Maestro Aurelio Porfiri: oltre le etichette, difensore di una musica liturgica autentica
Jan van Elzen
Riproduciamo questa intervista ad Aurelio Porfiri pubblicata su Korazym il 4 settembre 2024.
Aurelio Porfiri è nome abbastanza noto per i lettori del nostro blog. Compositore, direttore di coro, musicologo autore ed educatore, è sempre molto attivo nel mondo culturale di ispirazione cattolica. La sua newsletter Liturgia e musica sacra [QUI] è molto seguita. Abbiamo pensato di fargli qualche domanda.
Maestro Porfiri, i suoi scritti, oltre che in Italia, vengono pubblicati negli Stati Uniti e in Francia e non di rado tradotti da vari blogs per i lettori di lingua tedesca o spagnola. Come vive questa situazione?
Certamente mi fa piacere che le mie idee possano giungere ad un pubblico più vasto. Io cerco sempre di parlare con equilibrio ed evitando fanatismi, che non fanno bene a nessuno.
Alcuni la ritengono un tradizionalista.
Ho sempre rifiutato questa etichetta. Cerco di essere un buon cattolico (e non ci riesco neanche tanto bene), non mi serve una etichetta ulteriore per connotarmi. Poi tradizionalista per cosa?
Lei difende il latino nella liturgia, il canto gregoriano, l’uso dell’organo a canne, la polifonia.
Cose del resto difese anche nella Sacrosanctum Concilium. Allora è un documento tradizionalista? Io vorrei che anche nella nuova liturgia ci possa essere quel contributo di bellezza attraverso l’arte, la musica. Una persona di rilievo del mondo tradizionalista una volta mi disse che se avessero potuto assistere a Messe nel nuovo rito celebrate con vera reverenza e senza rinnegare quanto di bello ci ha tramandato la tradizione, allora forse il tradizionalismo non avrebbe avuto ragione di esistere. Non so quanto è vero, ma una qualche verità c’è.

◆ DATI ARCHIVIATI:

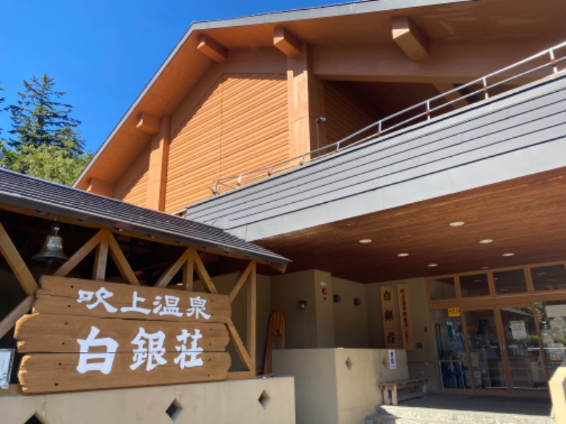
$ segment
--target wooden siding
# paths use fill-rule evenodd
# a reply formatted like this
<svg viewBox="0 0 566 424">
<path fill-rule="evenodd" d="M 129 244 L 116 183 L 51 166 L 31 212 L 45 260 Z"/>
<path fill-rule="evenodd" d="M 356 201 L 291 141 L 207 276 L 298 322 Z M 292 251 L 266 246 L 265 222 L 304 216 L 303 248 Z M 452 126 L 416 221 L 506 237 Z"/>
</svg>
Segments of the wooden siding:
<svg viewBox="0 0 566 424">
<path fill-rule="evenodd" d="M 456 112 L 433 119 L 429 124 L 415 125 L 412 129 L 330 155 L 248 189 L 192 206 L 187 216 L 207 223 L 229 217 L 233 230 L 248 225 L 249 235 L 253 223 L 297 211 L 307 213 L 306 211 L 322 205 L 331 207 L 334 201 L 364 193 L 377 199 L 378 189 L 403 182 L 527 151 L 535 145 L 557 145 L 566 140 L 566 77 L 518 88 Z M 516 162 L 502 160 L 498 175 L 519 177 L 519 172 L 543 168 L 550 159 L 533 155 L 524 170 L 518 167 Z M 467 179 L 458 180 L 458 174 L 453 175 L 454 179 L 450 180 L 453 187 L 470 185 Z M 444 174 L 443 178 L 446 175 Z M 488 181 L 482 174 L 475 179 L 484 184 Z M 415 187 L 421 200 L 428 193 L 437 195 L 435 186 Z M 403 193 L 408 196 L 406 192 Z M 398 196 L 390 194 L 380 207 L 386 208 L 387 202 L 398 206 Z M 325 209 L 317 209 L 317 213 L 326 219 L 331 215 L 328 212 L 327 216 Z M 255 240 L 249 237 L 248 240 Z"/>
<path fill-rule="evenodd" d="M 353 89 L 352 89 L 353 90 Z M 324 83 L 324 107 L 326 114 L 326 139 L 330 144 L 373 124 L 379 117 L 372 117 L 360 102 L 354 100 L 357 93 L 348 93 L 344 87 Z"/>
<path fill-rule="evenodd" d="M 172 129 L 166 211 L 211 195 L 214 179 L 287 158 L 287 80 L 225 73 Z"/>
<path fill-rule="evenodd" d="M 146 207 L 149 169 L 149 147 L 148 146 L 126 169 L 116 185 L 115 197 L 142 208 Z"/>
</svg>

◆ ESERCIZI E QUESITI:
1 - Secondo l'intervista ad Aurelio Porfiri, in quali paesi oltre all'Italia vengono pubblicati i suoi scritti?
2 - Continua l'intervista ad Aurelio Porfiri, riprendendo dopo l'ultima risposta del maestro.

◆ RISPOSTE AGLI ESERCIZI:
1 - Negli Stati Uniti e in Francia.

2 -
Non si possono fare cose buone per la musica nelle lingue vernacolari per la liturgia?
Certamente! Ci sono autori che hanno scritto bella musica nelle lingue vernacolari, composizioni che a volte prevedono l’intervento dell’assemblea, altre volte sono riservate al coro. Ma purtroppo non è quello che ascoltiamo in gran parte delle nostre liturgie.
Qualche esempio?
Citando qui solo autori deceduti e che in parte ho avuto la fortuna di conoscere e frequentare, penserei ad Antonio Martorell, Alberico Vitalini, Luciano Migliavacca, Colin Mawby, Enrico Capaccioli e potrei continuare. Eppure è molto raro che si ascolti nelle nostre chiese la loro musica, si ascolta ben altro! Qualche loro canto stancamente sopravvive, musica realmente liturgica. Ora la musica nella liturgia è in una fase di stanca, purtroppo il degrado, assecondato anche da case editrici e riviste che si professano cattoliche, ha corrotto il gusto delle persone.
Anche i musicisti avranno qualche colpa?
Tranne lodevoli eccezioni, molti musicisti – magari anche preparati tecnicamente – sono veramente digiuni del senso della liturgia. Ma se non si ha questo, tutta la competenza va a farsi benedire (metaforicamente). Ma c’è anche il caso contrario, persone magari ripiene di un apparente zelo liturgico che, protetti da qualche cordata, propagano le proprie nullità musicali.
Forse nelle chiese più importanti la situazione è migliore?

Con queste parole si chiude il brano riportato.